**Given exercise**
Write each line out again exactly as written.

(Labeled-object pointing entries)
+-------+

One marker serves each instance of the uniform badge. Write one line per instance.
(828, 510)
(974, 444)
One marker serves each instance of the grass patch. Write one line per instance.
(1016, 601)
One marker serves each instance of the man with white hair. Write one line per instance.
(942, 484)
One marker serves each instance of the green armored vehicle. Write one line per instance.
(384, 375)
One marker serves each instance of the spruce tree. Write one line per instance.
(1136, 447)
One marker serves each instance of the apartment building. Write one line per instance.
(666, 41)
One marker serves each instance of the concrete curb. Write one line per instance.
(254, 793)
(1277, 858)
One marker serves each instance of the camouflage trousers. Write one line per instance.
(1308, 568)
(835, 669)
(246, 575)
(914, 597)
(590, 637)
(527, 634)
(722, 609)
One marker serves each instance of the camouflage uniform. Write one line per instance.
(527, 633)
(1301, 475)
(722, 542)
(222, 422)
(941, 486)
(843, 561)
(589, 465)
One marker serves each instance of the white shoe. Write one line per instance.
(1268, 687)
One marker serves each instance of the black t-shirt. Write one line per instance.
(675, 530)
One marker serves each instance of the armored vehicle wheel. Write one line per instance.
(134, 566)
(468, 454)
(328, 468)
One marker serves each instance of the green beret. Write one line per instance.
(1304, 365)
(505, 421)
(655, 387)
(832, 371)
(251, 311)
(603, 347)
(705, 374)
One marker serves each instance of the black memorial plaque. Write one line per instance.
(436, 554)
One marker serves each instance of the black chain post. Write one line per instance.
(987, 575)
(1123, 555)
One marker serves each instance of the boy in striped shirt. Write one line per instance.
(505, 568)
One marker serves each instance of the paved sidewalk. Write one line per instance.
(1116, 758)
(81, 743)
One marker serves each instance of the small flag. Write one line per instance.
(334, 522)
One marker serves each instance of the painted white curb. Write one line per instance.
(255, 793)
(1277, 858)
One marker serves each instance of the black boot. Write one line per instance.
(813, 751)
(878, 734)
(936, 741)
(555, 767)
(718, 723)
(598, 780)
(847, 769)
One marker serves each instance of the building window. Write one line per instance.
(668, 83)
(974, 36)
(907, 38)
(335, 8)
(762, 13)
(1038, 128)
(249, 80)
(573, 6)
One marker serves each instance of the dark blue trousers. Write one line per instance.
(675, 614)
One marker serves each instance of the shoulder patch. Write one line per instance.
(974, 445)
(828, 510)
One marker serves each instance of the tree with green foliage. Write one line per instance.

+-------+

**Solution for this problem**
One marker serves each instance of the uniform badge. Write one line per instance.
(828, 510)
(974, 444)
One marker serves each instance of the grass patch. Write one line per instance.
(1016, 601)
One marker serves each instance of the man with white hair. Write one line per instance.
(942, 484)
One marker serves each instance of the green armored vehicle. Write one line per instance.
(384, 375)
One marker serves each instance of the spruce tree. Write one line per instance.
(1136, 447)
One marker serves each instance of the apartment building. Write one line per instance.
(666, 41)
One marker serves each instance of the concrete curb. Write one line per instance.
(254, 793)
(1277, 858)
One marker serves each instance of the camouflage trousers. Write one line per instance.
(1308, 568)
(835, 669)
(246, 575)
(914, 597)
(590, 637)
(527, 634)
(722, 609)
One marker serves each instance of the camouflage uniform. Write one line per instance.
(527, 633)
(1301, 475)
(722, 542)
(222, 422)
(941, 486)
(843, 561)
(589, 465)
One marker serves each instance of the white shoe. Write one line per instance.
(1268, 687)
One marker serves each instance of the black t-shirt. Write one line per instance.
(675, 530)
One marker serves each instance of the armored vehicle wheel. Write one line per instance.
(134, 566)
(468, 454)
(328, 468)
One marker serves each instance of the green beret. Write one line per instance.
(1304, 365)
(505, 421)
(655, 387)
(832, 371)
(251, 311)
(603, 347)
(705, 374)
One marker serves each instance of the black memorial plaque. Write one line per instance.
(436, 554)
One marker serves each instance of the black chain post. Write one line per instance.
(987, 575)
(1123, 555)
One marker serves each instance of the boy in striped shirt. Write one line per instance.
(505, 568)
One marker serves each instance of the paved sidewalk. Write one line per instance.
(1116, 758)
(81, 743)
One marker serves each instance of the small flag. Write one line per instance.
(334, 522)
One marker serves each instance of the painted white curb. Write one line per instance.
(255, 793)
(1277, 858)
One marker serves each instance of the black boot. Write one line per instance.
(813, 751)
(878, 734)
(936, 741)
(555, 767)
(718, 723)
(598, 780)
(847, 769)
One marker serves each instance of the building window. Write one line per instance.
(668, 83)
(974, 36)
(907, 38)
(335, 8)
(762, 13)
(1038, 128)
(249, 80)
(573, 6)
One marker serves each instance of the dark blue trousers. Write one line per instance.
(675, 614)
One marker serves each instance of the shoulder patch. Write one line per instance.
(974, 445)
(828, 510)
One marker serves each instance of the tree with green foliage. Write one line per instance.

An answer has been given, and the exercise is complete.